With the images omitted, return all of the entries exactly as they stand.
╭─ EXERCISE INPUT
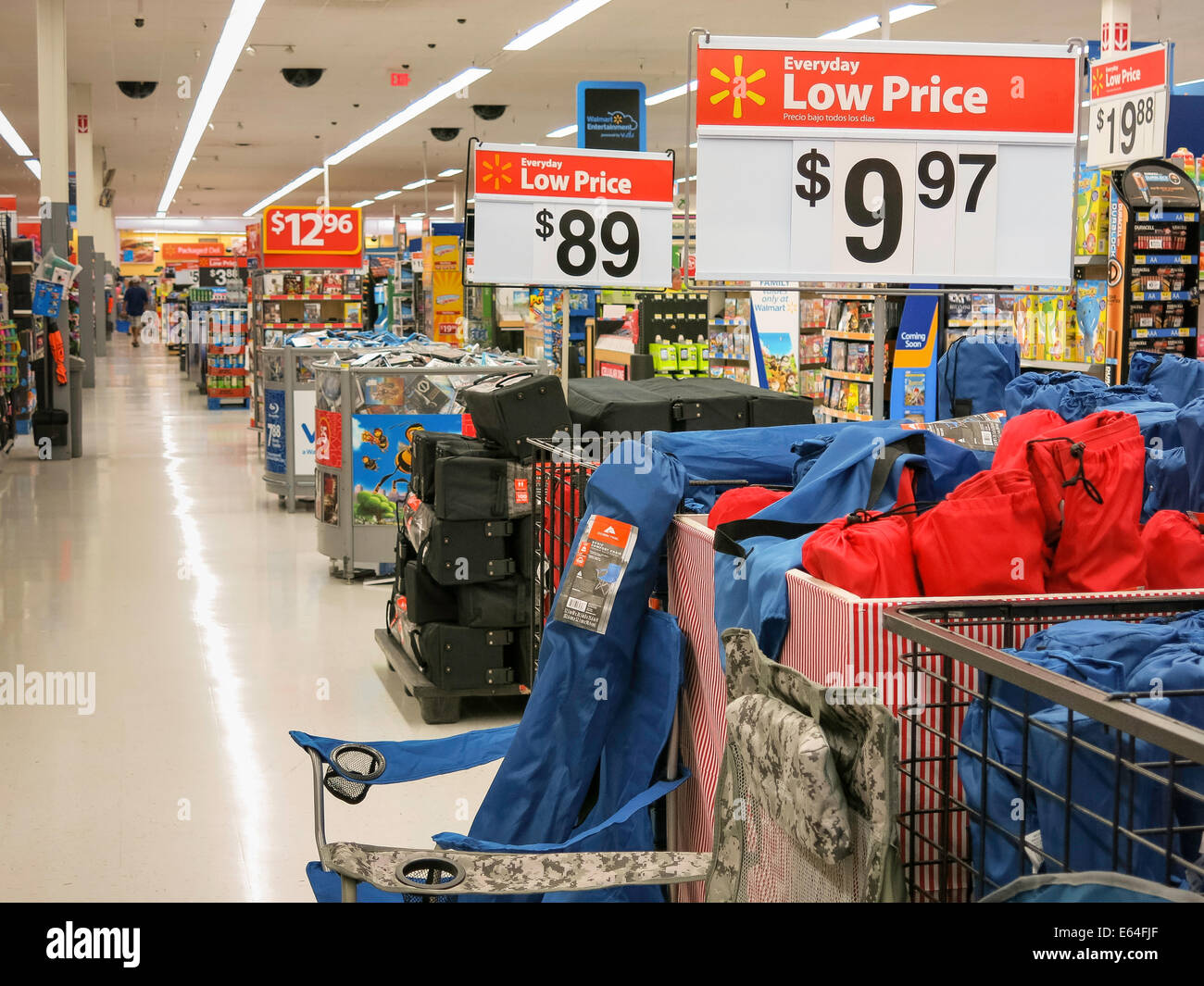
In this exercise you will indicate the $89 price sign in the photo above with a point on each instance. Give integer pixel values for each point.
(894, 209)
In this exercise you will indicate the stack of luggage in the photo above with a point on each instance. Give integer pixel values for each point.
(461, 600)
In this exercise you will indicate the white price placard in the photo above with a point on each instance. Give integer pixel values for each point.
(885, 161)
(1127, 113)
(566, 217)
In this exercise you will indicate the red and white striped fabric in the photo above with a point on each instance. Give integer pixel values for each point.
(834, 638)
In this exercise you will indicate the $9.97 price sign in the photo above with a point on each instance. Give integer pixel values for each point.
(885, 161)
(565, 217)
(308, 231)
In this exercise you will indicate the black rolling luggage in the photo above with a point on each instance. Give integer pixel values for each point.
(603, 405)
(469, 488)
(698, 405)
(465, 657)
(508, 409)
(425, 600)
(428, 447)
(461, 552)
(495, 604)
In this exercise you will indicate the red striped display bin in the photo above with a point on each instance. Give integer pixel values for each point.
(834, 638)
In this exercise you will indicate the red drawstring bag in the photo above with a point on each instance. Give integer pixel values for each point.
(1018, 432)
(867, 553)
(987, 538)
(1174, 550)
(742, 504)
(1090, 480)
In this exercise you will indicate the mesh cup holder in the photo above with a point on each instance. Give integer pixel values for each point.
(350, 765)
(430, 877)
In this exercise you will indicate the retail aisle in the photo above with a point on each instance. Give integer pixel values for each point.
(159, 564)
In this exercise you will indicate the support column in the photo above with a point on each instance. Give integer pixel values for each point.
(84, 257)
(52, 151)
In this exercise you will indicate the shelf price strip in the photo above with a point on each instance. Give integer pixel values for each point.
(569, 217)
(880, 160)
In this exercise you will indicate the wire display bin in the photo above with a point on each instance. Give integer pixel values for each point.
(289, 404)
(1079, 752)
(362, 420)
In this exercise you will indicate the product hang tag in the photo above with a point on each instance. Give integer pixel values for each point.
(597, 568)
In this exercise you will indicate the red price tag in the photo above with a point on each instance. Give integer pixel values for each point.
(301, 231)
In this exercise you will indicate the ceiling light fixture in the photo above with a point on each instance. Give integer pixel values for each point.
(554, 24)
(677, 91)
(313, 172)
(233, 35)
(12, 137)
(413, 109)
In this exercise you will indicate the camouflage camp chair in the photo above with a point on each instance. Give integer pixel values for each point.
(348, 770)
(807, 796)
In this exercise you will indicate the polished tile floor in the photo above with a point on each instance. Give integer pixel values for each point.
(159, 564)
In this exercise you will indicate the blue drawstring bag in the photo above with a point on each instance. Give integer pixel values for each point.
(1180, 380)
(974, 373)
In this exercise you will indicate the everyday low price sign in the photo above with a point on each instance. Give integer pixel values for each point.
(312, 237)
(1127, 115)
(567, 217)
(896, 161)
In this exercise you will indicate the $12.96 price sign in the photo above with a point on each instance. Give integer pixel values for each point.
(302, 231)
(565, 217)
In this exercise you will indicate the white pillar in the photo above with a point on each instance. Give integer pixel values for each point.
(52, 99)
(85, 173)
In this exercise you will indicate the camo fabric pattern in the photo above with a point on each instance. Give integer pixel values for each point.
(859, 754)
(501, 873)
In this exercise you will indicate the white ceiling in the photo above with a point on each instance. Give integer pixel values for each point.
(266, 132)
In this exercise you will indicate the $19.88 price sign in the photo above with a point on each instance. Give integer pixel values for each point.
(564, 217)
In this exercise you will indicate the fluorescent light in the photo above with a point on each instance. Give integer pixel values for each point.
(13, 139)
(413, 109)
(233, 35)
(858, 27)
(677, 91)
(909, 10)
(313, 172)
(554, 24)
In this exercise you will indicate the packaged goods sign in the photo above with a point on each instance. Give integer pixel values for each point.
(882, 160)
(565, 217)
(1127, 113)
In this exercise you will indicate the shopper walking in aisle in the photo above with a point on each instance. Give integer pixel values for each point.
(135, 306)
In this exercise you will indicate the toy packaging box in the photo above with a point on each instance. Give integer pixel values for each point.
(1091, 313)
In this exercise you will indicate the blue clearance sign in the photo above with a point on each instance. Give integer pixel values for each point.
(610, 116)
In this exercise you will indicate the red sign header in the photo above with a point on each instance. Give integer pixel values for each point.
(1145, 69)
(886, 88)
(540, 172)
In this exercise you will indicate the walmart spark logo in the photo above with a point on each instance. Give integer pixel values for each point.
(495, 171)
(739, 87)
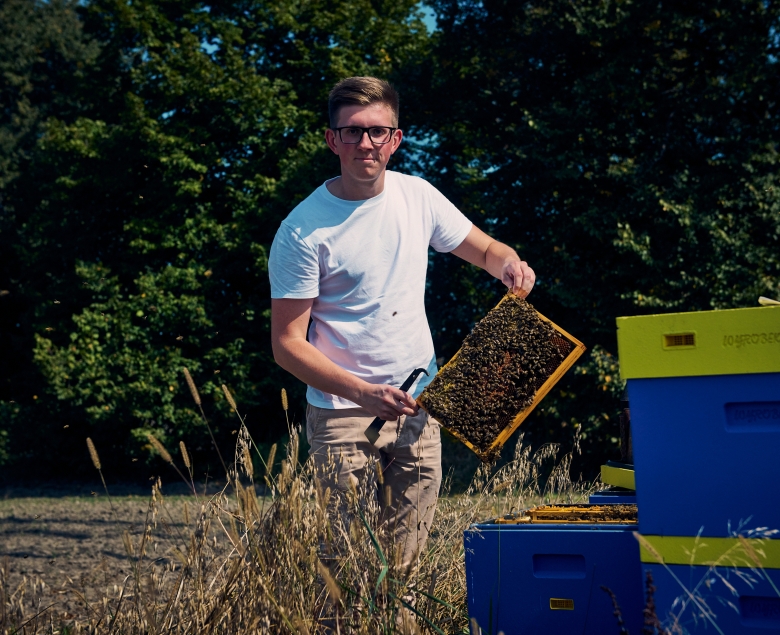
╰─
EXERCISE SOLUTION:
In this exercise you will indicate the $89 price sign in the photo above with a point on each instance. Give integer pixel values for each point.
(894, 209)
In this exercise you will indicate the stack of luggage in the photo above with a point on each instance. Give integer pixel values for each point.
(461, 600)
In this exercise you will indicate the white price placard in the photo above with a point on each instance. Give integer pixel values for each point.
(885, 161)
(1127, 113)
(566, 217)
In this exercise you will indicate the red and white striped fabric in the photo above with a point on each instance. Give integer pixel values for each point.
(834, 638)
In this exercise you will indicate the $9.97 price sign in the photo above with a point on each instance. Give integer pixel values for each point.
(885, 161)
(565, 217)
(308, 231)
In this exercise you will indicate the black rolling luggage in the photo above with a point on each instance. Give integer pixel values for each point.
(603, 405)
(469, 488)
(698, 405)
(465, 657)
(508, 409)
(425, 600)
(428, 447)
(461, 552)
(495, 604)
In this exercise you will indicate the red striped display bin in the photo above with a point on each instance. Give integer pixel values for each point.
(834, 638)
In this exercise you will indicate the red drawstring bag in the photo above with a point on each instance. Give integer pixel values for each point.
(1018, 432)
(867, 553)
(987, 538)
(1174, 550)
(742, 504)
(1090, 480)
In this exercise you will indicate the mesh cup holder in the photo above with a point on each instance. Give integer pixel values for each point.
(350, 765)
(430, 877)
In this exercise you will indicate the retail aisle in the photo above with a point on each instance. Give integer pixel values for each point.
(159, 564)
In this exercise you will indicate the support column in the photo above with a point on each instance. Give integer pixel values for each point.
(84, 257)
(52, 151)
In this exercise you will indicate the shelf price strip in the photo above with a point on each instance. Give integer pixel values for each point.
(569, 217)
(880, 160)
In this exercise you will indicate the wire display bin in the photo above with a point on each instance. Give integer pixel values for each point.
(289, 404)
(1079, 752)
(362, 420)
In this exercise you will indicate the product hang tag in the photo above with a point on each instance. Give integer pixel values for each point.
(597, 568)
In this exercise you will indicate the red price tag in the photo above with a point on each instance. Give integer pixel values for each point.
(301, 231)
In this exercise you will indicate the ceiling light fixture in the photo above with a point on each instance. Give integer pixel values for each point.
(554, 24)
(677, 91)
(313, 172)
(233, 35)
(12, 137)
(413, 109)
In this exercise you will indicate the camouflage camp chair in the photo above with a point on each instance. Give integer pixel values for each point.
(348, 770)
(807, 796)
In this exercise you will indicate the polished tile floor in the photo above with a point on each instance. Give integer pixel values for each point.
(159, 564)
In this exercise you will indicate the blue drawstring bag in the photo above with a point on each instance. Give integer pixel values for each point.
(1180, 380)
(974, 373)
In this exercise you will indicate the everyday low price sign in the photo above with a point on each instance. Give integer pixel values for each point.
(312, 237)
(1127, 115)
(567, 217)
(896, 161)
In this exercise you will indicate the $12.96 price sign in the photo above with a point on each instance. Give integer pixel values for each point.
(302, 231)
(565, 217)
In this exercise you will indicate the white pillar in the photo above with a point on each instance. Give integer pixel values for each point.
(52, 99)
(85, 173)
In this exercise you will indicate the camo fabric pattern in the photo above with a point on each instance. Give integer pixel values for each point.
(859, 754)
(501, 873)
In this exercise you will indicate the white ceiling in the photo above with a point on each instance. Give integer pixel values for each point.
(266, 132)
In this exercise you will indicate the $19.88 price sign in the photo above with a point on each instance. Give integer pixel values for each point.
(564, 217)
In this exercise you will indicate the fluorescent light in the photo above with a point on each instance. Give integer pixel values for each point.
(13, 139)
(413, 109)
(233, 35)
(858, 27)
(677, 91)
(909, 10)
(313, 172)
(554, 24)
In this exercise you will indicate the packaged goods sign in the photo above with a point on each instance. Give integer pixel values for each point.
(882, 160)
(565, 217)
(1127, 113)
In this exercise you will indicate the shopper walking in aisle in the photo above with a point on each instance. Give integer pixel values for each point.
(135, 306)
In this exercise you will indicate the toy packaging box in the photo above with a point on each instance. Give integer pixel values for each point.
(1091, 313)
In this exercise you will indicate the blue clearance sign in the photo above with a point on each instance. Give integer pixel values for each point.
(610, 116)
In this exercise you will indicate the red sign header in the photo above with a point on each instance. Give integer pixel values for each point.
(1145, 69)
(886, 88)
(540, 172)
In this exercise you will indicate the walmart spark logo in the photo above with a point on each instance. Give integer pixel values for each point.
(495, 171)
(739, 87)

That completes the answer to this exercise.